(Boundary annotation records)
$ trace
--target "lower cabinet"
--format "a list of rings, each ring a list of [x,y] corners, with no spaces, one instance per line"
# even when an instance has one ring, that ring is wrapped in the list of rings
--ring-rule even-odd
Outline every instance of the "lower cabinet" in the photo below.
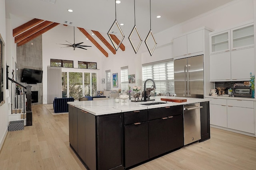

- Exercise directions -
Reproduce every line of the data above without any changes, and omit the pictures.

- Response below -
$ trace
--target "lower cabinet"
--format "a list of rings, each ring a list of [x,y] corners, with no spaces, one instance per line"
# even when an instance has one ring, that ring is wrapped in the list of rings
--ring-rule even-odd
Outline every instance of the "lower cabinet" in the photo below.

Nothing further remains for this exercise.